§ STATED GOAL
Every line of the material below must be repeated exactly.

§ RAW RECORDS
__________

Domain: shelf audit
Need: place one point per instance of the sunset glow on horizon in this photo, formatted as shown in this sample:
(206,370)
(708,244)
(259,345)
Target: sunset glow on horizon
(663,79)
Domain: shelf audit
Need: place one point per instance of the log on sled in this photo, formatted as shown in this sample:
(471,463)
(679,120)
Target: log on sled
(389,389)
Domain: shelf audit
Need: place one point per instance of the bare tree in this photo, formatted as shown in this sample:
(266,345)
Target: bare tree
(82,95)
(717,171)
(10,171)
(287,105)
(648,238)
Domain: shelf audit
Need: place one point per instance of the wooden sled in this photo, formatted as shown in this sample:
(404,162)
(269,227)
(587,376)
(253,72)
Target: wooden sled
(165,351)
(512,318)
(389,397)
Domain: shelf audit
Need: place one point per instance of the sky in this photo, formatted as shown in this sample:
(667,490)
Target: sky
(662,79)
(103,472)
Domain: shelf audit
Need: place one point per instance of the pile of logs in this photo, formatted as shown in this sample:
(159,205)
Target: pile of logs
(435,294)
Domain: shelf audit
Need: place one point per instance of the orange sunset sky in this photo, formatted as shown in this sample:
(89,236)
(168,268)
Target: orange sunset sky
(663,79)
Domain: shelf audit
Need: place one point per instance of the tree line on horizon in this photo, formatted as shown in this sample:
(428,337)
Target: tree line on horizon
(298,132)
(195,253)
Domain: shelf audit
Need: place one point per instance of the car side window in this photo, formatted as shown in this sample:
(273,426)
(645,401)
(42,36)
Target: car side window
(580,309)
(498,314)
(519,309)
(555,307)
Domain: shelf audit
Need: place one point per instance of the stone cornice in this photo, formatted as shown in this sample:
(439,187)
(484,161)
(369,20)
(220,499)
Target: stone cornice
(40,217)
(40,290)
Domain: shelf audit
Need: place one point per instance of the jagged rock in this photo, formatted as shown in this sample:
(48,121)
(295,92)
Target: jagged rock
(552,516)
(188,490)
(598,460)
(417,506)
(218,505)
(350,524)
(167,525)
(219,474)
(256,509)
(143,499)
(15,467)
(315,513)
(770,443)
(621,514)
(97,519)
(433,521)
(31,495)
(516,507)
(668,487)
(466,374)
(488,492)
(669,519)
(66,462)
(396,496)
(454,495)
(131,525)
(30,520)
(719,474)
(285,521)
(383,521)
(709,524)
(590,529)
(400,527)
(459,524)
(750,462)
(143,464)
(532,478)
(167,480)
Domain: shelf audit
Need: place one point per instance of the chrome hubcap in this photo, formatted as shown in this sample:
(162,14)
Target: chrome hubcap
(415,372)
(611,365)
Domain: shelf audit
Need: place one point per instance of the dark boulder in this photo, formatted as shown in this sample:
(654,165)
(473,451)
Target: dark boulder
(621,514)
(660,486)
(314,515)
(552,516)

__________

§ FINAL RESULT
Domain: shelf audit
Need: place one point per instance of the sunset glow on horizon in this photo, formatted as shown in this sample:
(206,370)
(708,244)
(259,345)
Target: sunset glow on horizon
(663,79)
Domain: shelf audit
Need: place one point per instance of the log on sled in this photo, formatted as shown in this sample:
(471,463)
(679,120)
Target: log on sled
(389,389)
Domain: shelf audit
Need: place one point per instance of the bare tree in this photo, formatted as shown in this sample:
(266,345)
Target: bare tree
(82,95)
(717,171)
(10,171)
(287,105)
(648,238)
Domain: shelf audit
Need: place one point per instance of the wooden sled in this photo, formatted as shown in this sample:
(404,162)
(269,227)
(587,376)
(253,72)
Target: wooden sled
(165,351)
(512,318)
(389,397)
Domain: shelf audit
Need: place one point per instance of the sky in this photo, formatted as shown in this sample:
(667,490)
Target: sky
(662,79)
(103,472)
Domain: shelf audit
Need: place one point per instance of the pile of logs in this photo, formatted as shown in this sample:
(159,205)
Target: pile of logs
(435,294)
Domain: shelf audit
Need: place one point per instance of the orange sunset sky in this photo, formatted as shown in this sample:
(89,236)
(168,268)
Target: orange sunset sky
(663,79)
Domain: shelf audit
Need: place one point per instance of the tree line on horizon in this photo, formatted as shown in this sample:
(428,337)
Target: tree line on horizon
(298,132)
(195,253)
Domain: shelf audit
Need: place one point per instance of the car side window in this photo, formatted as shown in this sample:
(273,426)
(645,401)
(42,36)
Target: car side window
(580,309)
(498,314)
(519,309)
(555,307)
Domain: shelf audit
Need: place one point per instance of the stone cornice in this photo, formatted as shown in this sample:
(439,187)
(484,161)
(369,20)
(220,499)
Target: stone cornice
(40,217)
(40,290)
Domain: shelf audit
Need: place one point per instance of the jagged rock in this photo, formatted as shown in this sample:
(48,121)
(295,92)
Target: jagged rock
(552,516)
(188,490)
(598,460)
(417,506)
(218,505)
(350,524)
(167,525)
(219,474)
(256,509)
(143,499)
(15,467)
(315,513)
(770,443)
(621,514)
(97,519)
(433,521)
(31,495)
(516,507)
(668,487)
(466,374)
(488,492)
(669,519)
(66,462)
(396,496)
(454,495)
(131,525)
(30,520)
(719,474)
(285,521)
(383,521)
(709,524)
(590,529)
(400,527)
(459,524)
(750,462)
(143,464)
(532,478)
(167,480)
Domain: shelf audit
Need: place one point per instance of the chrome hubcap in this photo, formatted as shown in this sample:
(162,14)
Target: chrome hubcap
(415,372)
(611,365)
Domain: shelf audit
Need: place one point per instance of the dark boulder in this photo, formatted as shown in this sample:
(654,165)
(473,451)
Target: dark boulder
(621,514)
(660,486)
(314,515)
(552,516)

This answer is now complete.